**What you will do**
Could you render every item below as a numbered list, dropping any blank lines and leaving the pictures out?
────────────────────
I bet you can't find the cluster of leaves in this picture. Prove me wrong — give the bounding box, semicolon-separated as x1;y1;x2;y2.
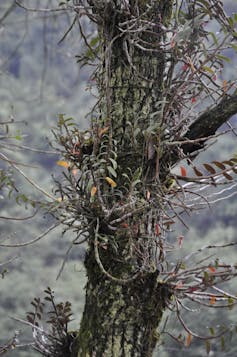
25;287;74;357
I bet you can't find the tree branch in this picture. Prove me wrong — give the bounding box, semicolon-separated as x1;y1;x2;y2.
181;94;237;154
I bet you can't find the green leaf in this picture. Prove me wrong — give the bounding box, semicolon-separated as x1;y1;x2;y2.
202;66;215;74
107;166;117;177
221;336;225;351
212;161;225;170
203;164;216;175
109;158;118;170
209;327;215;336
205;340;211;355
216;54;232;63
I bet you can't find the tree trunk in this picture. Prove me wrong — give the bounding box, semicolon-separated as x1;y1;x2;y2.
73;1;173;357
73;246;169;357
────────────────────
**Output for this exercise**
1. I bet you can't find the cluster of leaves in this picture. Prove me wrong — give the bounding box, semicolon-separated as x1;y1;x2;y2.
2. 25;287;74;357
3. I bet you can't find the tree branch in this picture. Prove me wrong — give the bounding box, semicolon-separated as x1;y1;x2;y2.
4. 181;94;237;154
5. I bet you can't find the green leaf in this picture. Prove me wrong — give the bounding box, semicolon-separated as x1;y1;x2;y2.
6. 202;66;215;74
7. 107;166;117;177
8. 221;336;225;351
9. 212;161;225;170
10. 203;164;216;175
11. 109;158;118;170
12. 209;327;215;336
13. 205;340;211;355
14. 216;54;232;63
15. I bet you can't find the tree trunk in this picture. Prove me wrong — give the bounding box, semicolon-separated as x1;y1;x2;y2.
16. 73;1;173;357
17. 73;246;169;357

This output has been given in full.